> [Aim of the task] Write out the full set of records below exactly.

Raw records
┌──
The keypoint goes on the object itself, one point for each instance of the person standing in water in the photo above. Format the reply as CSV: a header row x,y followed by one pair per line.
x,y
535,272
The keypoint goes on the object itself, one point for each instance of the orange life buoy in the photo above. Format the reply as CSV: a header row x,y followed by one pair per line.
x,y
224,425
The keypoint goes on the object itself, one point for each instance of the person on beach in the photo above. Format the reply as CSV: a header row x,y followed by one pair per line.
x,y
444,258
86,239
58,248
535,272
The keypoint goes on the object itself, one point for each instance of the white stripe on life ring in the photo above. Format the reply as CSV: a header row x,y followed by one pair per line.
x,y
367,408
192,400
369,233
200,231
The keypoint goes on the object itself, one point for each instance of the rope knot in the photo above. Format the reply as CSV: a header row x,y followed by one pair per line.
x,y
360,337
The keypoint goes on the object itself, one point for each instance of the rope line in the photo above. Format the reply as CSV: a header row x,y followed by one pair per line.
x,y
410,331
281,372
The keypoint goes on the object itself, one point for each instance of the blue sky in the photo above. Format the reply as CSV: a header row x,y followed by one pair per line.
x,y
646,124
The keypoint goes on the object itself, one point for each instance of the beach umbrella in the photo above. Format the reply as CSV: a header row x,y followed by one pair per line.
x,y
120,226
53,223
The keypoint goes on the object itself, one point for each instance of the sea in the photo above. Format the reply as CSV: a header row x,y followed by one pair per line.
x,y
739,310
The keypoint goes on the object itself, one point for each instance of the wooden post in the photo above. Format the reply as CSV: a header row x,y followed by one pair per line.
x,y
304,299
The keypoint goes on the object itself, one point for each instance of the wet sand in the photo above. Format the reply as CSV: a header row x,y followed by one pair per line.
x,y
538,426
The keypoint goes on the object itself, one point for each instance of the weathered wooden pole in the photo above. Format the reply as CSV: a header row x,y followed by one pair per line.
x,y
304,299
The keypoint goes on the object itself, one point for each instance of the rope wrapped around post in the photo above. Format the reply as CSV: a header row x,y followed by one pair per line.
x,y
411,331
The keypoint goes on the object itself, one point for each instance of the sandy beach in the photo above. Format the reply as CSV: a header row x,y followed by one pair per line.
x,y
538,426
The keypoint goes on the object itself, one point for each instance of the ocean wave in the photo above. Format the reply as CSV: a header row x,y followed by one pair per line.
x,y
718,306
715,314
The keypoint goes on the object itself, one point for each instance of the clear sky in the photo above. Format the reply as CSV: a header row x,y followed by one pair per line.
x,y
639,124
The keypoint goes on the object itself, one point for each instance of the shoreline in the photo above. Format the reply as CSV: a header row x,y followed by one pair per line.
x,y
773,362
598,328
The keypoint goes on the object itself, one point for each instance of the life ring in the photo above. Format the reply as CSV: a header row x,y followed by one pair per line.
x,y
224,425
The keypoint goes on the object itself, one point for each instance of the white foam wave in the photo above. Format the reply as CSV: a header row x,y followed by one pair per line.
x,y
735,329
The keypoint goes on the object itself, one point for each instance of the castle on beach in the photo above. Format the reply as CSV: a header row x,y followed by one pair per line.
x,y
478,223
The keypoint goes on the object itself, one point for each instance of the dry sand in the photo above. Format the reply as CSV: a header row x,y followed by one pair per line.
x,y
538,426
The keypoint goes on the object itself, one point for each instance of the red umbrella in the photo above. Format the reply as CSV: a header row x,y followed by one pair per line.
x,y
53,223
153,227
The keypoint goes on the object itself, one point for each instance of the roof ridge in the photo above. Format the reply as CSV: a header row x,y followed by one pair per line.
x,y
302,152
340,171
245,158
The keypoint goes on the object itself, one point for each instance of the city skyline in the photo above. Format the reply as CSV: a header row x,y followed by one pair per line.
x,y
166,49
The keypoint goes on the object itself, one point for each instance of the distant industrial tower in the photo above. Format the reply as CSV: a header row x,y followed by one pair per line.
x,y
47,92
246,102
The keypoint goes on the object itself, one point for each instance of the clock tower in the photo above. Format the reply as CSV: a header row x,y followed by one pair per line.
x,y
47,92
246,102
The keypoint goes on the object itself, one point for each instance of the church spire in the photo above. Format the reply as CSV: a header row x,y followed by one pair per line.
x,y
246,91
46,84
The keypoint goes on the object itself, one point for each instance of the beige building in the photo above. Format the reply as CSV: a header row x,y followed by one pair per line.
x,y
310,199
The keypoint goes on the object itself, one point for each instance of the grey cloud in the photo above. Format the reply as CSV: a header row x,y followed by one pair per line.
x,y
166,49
└──
> [Answer to this task]
The keypoint goes on the object itself, one point for each instance of the person standing in water in the photo above. Format the reply as CSV: a header row x,y followed by one pair per line.
x,y
535,272
The keypoint goes on the object itself, one point for each instance of the orange life buoy in the photo above. Format the reply as CSV: a header row x,y followed by one pair per line.
x,y
224,425
The keypoint goes on the object itself, one point for each instance of the person on beach in the photo above. Format the reply as CSV: a header row x,y followed by one pair per line.
x,y
444,258
86,239
58,248
535,272
The keypoint goes on the object itself, one point for each instance of the white stripe on life ring in the photo above. Format the reply as CSV: a header row x,y followed by one pair per line.
x,y
367,408
192,400
369,233
200,231
The keypoint goes on the object itself, one point for each instance of the rope knot in the photo above. Format the reply as CSV: a header row x,y followed by one pair per line.
x,y
360,337
The keypoint goes on the object itself, one point for each instance of the rope line in the photo above. Format the reply as CSV: a header row x,y followed by one pair per line.
x,y
410,331
281,372
The keypoint goes on the object itself, one point for each instance of the blue sky in the photo above. Format the reply as CSV: a header row x,y followed by one pair per line.
x,y
646,124
The keypoint goes on the object itself, one point for each instance of the beach umbrella in the photo above. Format the reply as CSV: a header row x,y followed by one pair per line.
x,y
120,226
53,223
The keypoint goes on the object itself, one point for each instance of the sea in the photo above. Format the reply as CSV: a header row x,y followed by one pair per line.
x,y
739,310
The keypoint goes on the object itself, one point for each instance of the wooden post in the photo above. Format the reply as CSV: a header row x,y followed by one pair per line.
x,y
304,299
The keypoint goes on the object itself, one point for each instance of the wet sand in the photo above. Format the reply as CSV: a header row x,y followed by one pair per line.
x,y
538,426
The keypoint goes on the object itself, one point for each instance of the weathered wooden pole in the photo above. Format the reply as CSV: a header row x,y followed by one pair per line.
x,y
304,299
The keypoint goes on the object itself, one point for each instance of the rope wrapped around post in the photo above. Format the reply as CSV: a header row x,y followed by one pair per line.
x,y
411,331
The keypoint goes on the object itself, one point for each instance of the sandy beach in the photo above. Format the reply as CSV: a header row x,y followed by one pair per line.
x,y
538,426
The keypoint goes on the object itself, one point for each instance of the ocean wave in the photo above. Format the reply as CSV: a header row x,y followed by one pair per line.
x,y
718,306
715,314
The keypoint goes on the object itself, one point for each instance of the clear sky in the photo above. Format the reply as CSV: a header row x,y followed by one pair per line.
x,y
639,124
The keypoint goes on the object itself, one point for each instance of the shoreline in the photo above. Format the reply as CSV: a header row x,y followed by one pair per line.
x,y
773,362
598,328
The keypoint goes on the object itself, one point for each instance of the life ring in the photo above. Format the reply as CSV: a header row x,y followed by one pair per line.
x,y
224,425
The keypoint goes on the object itself, one point for each instance of the white foam wave in the photo above. Format the reply as CSV: a header row x,y followed by one pair per line.
x,y
735,329
The keypoint goes on the object itself, one point for each instance of the castle on beach in the photo above. Format the reply as CSV: a header row x,y followed by one pair per line.
x,y
478,223
The keypoint goes on the object itself, one point for each instance of the dry sand in the photo above. Format the reply as CSV: a header row x,y followed by one pair per line.
x,y
538,426
The keypoint goes on the object itself, one point for each instance of the red umbrella in the photo above. Format the reply as CSV: a header row x,y followed by one pair per line.
x,y
53,223
153,227
The keypoint goes on the object itself, one point for each instance of the roof ridge in the photo above. Format the reply as CSV: a header row x,y followed by one pair per line.
x,y
302,152
340,171
245,158
The keypoint goes on the object itself, one point for each instance of the city skyline in the photo above. Format the reply as CSV: a header row x,y followed by one pair per line.
x,y
166,49
The keypoint goes on the object itself, one point for each instance of the distant industrial tower in the photo above. Format the reply as CSV: a header row x,y followed by one pair per line.
x,y
47,92
246,102
The keypoint goes on the object itself, one point for each instance of the clock tower in the photo above. Format the reply as CSV: a header row x,y followed by one pair per line.
x,y
47,92
246,102
The keypoint goes on the object itself, one point for each instance of the church spire in the photo above. Format the reply as CSV: a header row x,y followed by one pair per line.
x,y
246,91
46,84
The keypoint goes on the object itself, one point for each instance of the beige building in the photo above. Format the reply as CSV: a header row x,y followed by one pair per line.
x,y
310,199
The keypoint goes on the object itself, one point for each instance of the grey cloud in the photo above. Format the reply as CSV: a header row x,y followed by one pair per line.
x,y
166,49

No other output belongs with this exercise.